**TASK STATEMENT**
Reproduce the lines of the listing below word for word, from the line containing "tree branch in this photo." to the line containing "bare branch in this photo.", including both of those lines.

**DATA TO PROCESS**
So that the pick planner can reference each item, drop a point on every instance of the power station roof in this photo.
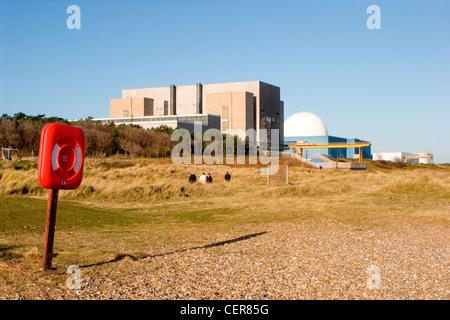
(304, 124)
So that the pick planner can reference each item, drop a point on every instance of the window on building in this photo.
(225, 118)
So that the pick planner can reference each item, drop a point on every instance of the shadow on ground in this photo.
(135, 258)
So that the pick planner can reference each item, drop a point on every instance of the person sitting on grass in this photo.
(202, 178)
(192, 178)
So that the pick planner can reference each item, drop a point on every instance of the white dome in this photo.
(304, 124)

* * *

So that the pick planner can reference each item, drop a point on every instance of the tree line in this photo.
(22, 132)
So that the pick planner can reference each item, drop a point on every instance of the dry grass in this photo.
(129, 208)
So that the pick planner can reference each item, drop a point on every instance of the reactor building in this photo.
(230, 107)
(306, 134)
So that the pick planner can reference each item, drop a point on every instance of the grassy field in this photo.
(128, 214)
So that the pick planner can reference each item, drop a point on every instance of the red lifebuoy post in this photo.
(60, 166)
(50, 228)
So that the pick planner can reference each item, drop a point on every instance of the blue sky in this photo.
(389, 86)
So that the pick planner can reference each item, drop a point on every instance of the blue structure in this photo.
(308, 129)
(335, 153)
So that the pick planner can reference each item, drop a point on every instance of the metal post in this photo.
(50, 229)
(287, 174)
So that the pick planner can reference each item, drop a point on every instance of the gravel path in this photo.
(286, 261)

...

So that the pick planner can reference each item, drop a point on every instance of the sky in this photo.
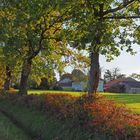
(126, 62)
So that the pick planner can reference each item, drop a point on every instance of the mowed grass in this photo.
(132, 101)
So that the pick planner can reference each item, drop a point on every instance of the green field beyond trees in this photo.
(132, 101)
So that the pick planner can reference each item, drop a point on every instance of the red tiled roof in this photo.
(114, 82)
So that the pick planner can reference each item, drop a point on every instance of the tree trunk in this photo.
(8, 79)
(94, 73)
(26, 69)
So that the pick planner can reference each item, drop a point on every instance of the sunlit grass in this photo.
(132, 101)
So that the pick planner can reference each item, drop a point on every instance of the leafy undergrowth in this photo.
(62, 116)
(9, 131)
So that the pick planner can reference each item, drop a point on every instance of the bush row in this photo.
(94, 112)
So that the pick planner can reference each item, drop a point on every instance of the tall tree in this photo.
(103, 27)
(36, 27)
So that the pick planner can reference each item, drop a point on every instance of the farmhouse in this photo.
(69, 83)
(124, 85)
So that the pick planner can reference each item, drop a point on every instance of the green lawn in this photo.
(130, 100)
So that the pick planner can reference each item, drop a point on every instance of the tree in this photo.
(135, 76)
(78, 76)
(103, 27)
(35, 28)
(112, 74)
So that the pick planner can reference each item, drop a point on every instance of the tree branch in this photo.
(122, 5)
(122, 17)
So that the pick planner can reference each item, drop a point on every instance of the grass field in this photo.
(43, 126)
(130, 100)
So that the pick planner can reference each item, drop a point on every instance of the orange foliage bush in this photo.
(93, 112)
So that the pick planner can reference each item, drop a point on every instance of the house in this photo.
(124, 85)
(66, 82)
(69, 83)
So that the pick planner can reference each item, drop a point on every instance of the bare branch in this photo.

**THE REPLY**
So that the pick planner can reference each item, drop a point on every instance of the tree branch in this photo.
(122, 5)
(122, 17)
So that the pick planner can reference each item, drop a point on every instance of the grass field in this photo.
(43, 126)
(130, 100)
So that the pick planner can reference each item, drop a point on every instance of the orange foliage bush in this photo.
(93, 112)
So that the pick planner can reference each item, drop a point on every instance of the house in this photo.
(124, 85)
(66, 82)
(69, 83)
So that the pick planner can reference each item, drop a point on every instance of the bare branch in this photo.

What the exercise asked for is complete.